-- PEDIDO DE TRABALHO --
Escreva a continuação do relato sobre Elisa, sozinha no Japão e sem conseguir viajar, a partir do ponto em que ele termina.

-- TEXTO APRESENTADO --

Minha família não conseguiu vir e eu não consegui voltar"
Entre abril e julho, Elisa se hospedou em hotéis, casa de amigos em Osaka e Airbnb em Kyoto. O plano C foi tentar encontrar a família que vive na Espanha, que reabriria fronteiras para viajantes a partir de 1o de julho.
Ela marcou a passagem para 16 de julho, de Osaka a Tenerife, que foi cancelada pela companhia aérea e remarcada para 21 de julho, partindo de Tóquio. Foi a fatídica noite em que se viu sozinha no aeroporto "fantasma", desolada na área de check-in com duas malas de 23 quilos e uma mochila de 8 quilos a tiracolo, 2 mil ienes (cerca de 100 reais) no bolso e sem ter aonde ir.
A antiga casa de Kyoto já não existia mais; os amigos da universidade se foram após a formatura de março; o namorado sul-coreano infelizmente virou ex.
De Tóquio a Milão
"Foi a primeira vez que me vi inteiramente sozinha — sem amigos, sem família, sem viva alma no aeroporto. Chorei por horas, de raiva, de tristeza, de tudo", conta.
Me senti humilhada e perdida, presa em um país onde meu visto está prestes a vencer, sem casa, sem emprego, sem seguro de saúde, sem documento para abrir uma conta bancária ou pedir um cartão internacional"
Eram quase 2 horas da madrugada quando ela, enfim, se levantou. "Foi instinto de sobrevivência. Às vezes dá vontade de jogar a toalha, mas desistir não é uma alternativa para mim. Parei, pensei e fui".
Elisa rodou o aeroporto até encontrar um caixa eletrônico capaz de converter euro para iene, para conseguir pagar uma noite em um hotel no terminal. Dormiu 3 horas e, na manhã seguinte, foi às embaixadas da Venezuela, da Espanha e da Itália.
Na primeira, deram de ombros: não há nada a fazer, informaram-lhe. Na segunda, indicaram-lhe comprar uma nova passagem e tentar embarcar de novo apostando "na sorte". Na última, a italiana, levou uma carta de admissão da Universidade Bocconi, em Milão, e lhe disseram que a partir de setembro ela poderia pedir um visto de estudante, pois o curso só se iniciará em janeiro de 2021.

-- Entradas de dados --

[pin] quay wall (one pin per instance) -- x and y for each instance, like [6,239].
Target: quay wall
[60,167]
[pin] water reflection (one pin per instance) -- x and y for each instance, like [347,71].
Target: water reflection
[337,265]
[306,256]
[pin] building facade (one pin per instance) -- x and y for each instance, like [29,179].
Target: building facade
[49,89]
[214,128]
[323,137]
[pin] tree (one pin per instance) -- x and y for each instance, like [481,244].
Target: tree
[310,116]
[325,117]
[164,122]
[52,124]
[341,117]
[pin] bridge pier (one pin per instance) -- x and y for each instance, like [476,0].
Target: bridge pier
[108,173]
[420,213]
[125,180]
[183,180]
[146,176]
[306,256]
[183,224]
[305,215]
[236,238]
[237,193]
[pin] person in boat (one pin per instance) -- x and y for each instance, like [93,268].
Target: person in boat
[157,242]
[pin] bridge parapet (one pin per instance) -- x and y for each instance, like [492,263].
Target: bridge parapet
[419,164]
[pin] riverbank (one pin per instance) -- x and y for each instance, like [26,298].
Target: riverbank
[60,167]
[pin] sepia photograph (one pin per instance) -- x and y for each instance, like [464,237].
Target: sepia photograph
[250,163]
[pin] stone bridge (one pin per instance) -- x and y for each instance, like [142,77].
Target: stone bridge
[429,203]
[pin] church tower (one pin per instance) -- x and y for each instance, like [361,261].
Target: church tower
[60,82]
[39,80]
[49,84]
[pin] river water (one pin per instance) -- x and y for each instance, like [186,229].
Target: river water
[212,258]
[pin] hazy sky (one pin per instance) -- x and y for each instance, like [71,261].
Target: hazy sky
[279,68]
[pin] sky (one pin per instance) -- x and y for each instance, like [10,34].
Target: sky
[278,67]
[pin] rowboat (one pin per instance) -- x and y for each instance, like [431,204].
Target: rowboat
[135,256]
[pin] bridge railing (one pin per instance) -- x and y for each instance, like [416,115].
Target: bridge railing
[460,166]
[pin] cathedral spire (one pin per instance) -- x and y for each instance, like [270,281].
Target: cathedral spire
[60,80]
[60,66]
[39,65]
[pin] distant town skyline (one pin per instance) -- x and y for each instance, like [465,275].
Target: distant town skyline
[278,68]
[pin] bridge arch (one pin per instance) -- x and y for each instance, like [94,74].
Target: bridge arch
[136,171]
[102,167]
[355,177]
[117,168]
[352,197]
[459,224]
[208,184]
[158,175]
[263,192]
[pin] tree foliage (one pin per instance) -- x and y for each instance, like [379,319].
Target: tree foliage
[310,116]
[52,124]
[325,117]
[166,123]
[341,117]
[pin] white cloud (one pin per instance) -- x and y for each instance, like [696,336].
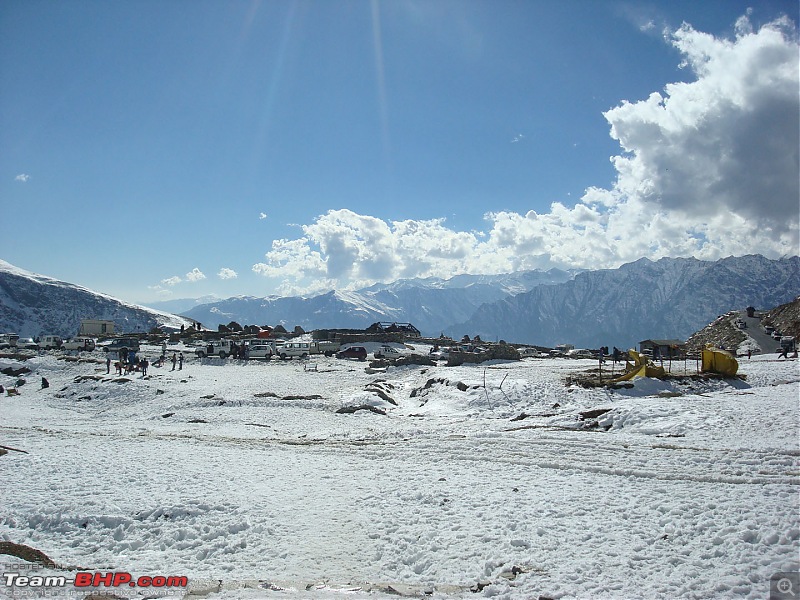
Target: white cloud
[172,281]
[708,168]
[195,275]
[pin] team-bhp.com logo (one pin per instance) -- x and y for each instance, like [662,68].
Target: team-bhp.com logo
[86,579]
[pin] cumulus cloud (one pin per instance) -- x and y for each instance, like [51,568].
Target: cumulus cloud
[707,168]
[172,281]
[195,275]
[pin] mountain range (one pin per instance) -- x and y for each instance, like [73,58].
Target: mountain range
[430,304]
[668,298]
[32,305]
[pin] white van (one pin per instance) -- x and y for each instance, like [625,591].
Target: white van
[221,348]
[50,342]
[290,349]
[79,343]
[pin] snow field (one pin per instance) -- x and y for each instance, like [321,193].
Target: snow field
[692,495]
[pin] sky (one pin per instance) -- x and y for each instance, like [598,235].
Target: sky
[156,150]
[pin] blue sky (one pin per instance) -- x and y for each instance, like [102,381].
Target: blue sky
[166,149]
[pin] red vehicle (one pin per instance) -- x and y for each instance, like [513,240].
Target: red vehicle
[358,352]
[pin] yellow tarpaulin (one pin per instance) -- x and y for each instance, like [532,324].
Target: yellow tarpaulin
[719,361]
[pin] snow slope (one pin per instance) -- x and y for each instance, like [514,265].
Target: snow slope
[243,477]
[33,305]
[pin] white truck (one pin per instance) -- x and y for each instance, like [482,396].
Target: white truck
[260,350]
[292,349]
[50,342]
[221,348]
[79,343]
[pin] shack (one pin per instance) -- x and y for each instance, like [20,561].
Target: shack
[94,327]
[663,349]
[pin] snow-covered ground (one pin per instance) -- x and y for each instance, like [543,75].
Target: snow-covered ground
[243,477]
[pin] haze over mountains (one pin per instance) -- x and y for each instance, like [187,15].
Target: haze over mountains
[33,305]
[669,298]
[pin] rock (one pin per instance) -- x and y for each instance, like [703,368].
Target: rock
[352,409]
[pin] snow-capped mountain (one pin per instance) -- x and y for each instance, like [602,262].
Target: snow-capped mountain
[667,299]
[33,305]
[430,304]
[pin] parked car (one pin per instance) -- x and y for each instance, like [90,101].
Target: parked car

---

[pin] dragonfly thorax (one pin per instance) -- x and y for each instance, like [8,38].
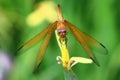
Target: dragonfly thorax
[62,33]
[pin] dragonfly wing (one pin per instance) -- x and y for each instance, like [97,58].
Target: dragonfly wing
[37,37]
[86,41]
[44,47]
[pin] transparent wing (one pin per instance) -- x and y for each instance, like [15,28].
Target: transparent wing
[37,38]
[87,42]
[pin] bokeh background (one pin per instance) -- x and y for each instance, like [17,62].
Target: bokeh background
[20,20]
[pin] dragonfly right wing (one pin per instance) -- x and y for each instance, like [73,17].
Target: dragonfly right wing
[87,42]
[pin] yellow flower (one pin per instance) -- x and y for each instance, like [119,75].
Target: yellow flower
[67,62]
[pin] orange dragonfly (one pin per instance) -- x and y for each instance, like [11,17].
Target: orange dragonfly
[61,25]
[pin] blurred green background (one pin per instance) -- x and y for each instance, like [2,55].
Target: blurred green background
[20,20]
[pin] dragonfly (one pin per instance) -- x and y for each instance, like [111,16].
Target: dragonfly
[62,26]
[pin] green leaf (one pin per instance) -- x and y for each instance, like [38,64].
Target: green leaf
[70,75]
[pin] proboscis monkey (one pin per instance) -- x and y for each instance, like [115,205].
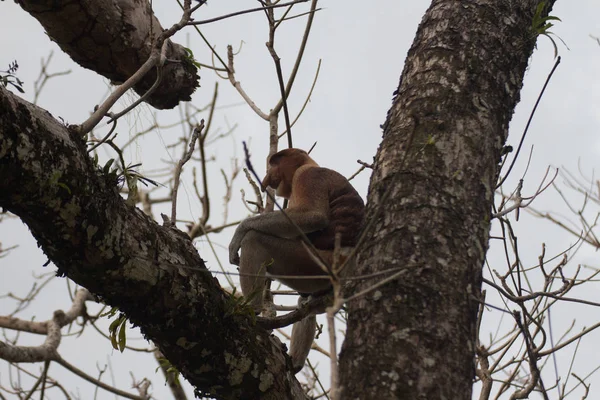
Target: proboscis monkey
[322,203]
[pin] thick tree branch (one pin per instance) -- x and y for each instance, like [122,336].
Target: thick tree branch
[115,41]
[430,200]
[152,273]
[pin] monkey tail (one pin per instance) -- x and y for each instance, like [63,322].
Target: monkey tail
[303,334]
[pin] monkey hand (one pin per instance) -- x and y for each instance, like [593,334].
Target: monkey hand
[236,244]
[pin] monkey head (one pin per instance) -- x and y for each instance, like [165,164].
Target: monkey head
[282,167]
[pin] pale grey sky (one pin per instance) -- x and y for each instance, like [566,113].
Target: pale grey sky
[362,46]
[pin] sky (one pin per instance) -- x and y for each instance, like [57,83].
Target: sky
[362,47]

-- RESPOSTA ESPERADA --
Ilhada, ela traçou um plano D: pedir um visto especial que lhe permita ficar no mínimo seis meses no Japão e um visto estudantil para a Itália, um trâmite que deve demorar dois meses. Se tudo der certo, ela espera poder partir em novembro.
Até lá, alugou um Airbnb e conta com ajuda financeira dos pais, proprietários de uma empresa de construções elétricas.
Estou presa, mas não estou mal. A pandemia está afetando a todos nós, em diferentes níveis. E precisamos reconhecer nossos privilégios: estou isolada em um apartamento sozinha em Tóquio, mas há muitos imigrantes presos em abrigos, acampamentos e aeroportos, de Caracas a Istambul"
Segundo as Nações Unidas, milhares de migrantes estão no limbo jurídico diante das restrições nas fronteiras ao redor do mundo.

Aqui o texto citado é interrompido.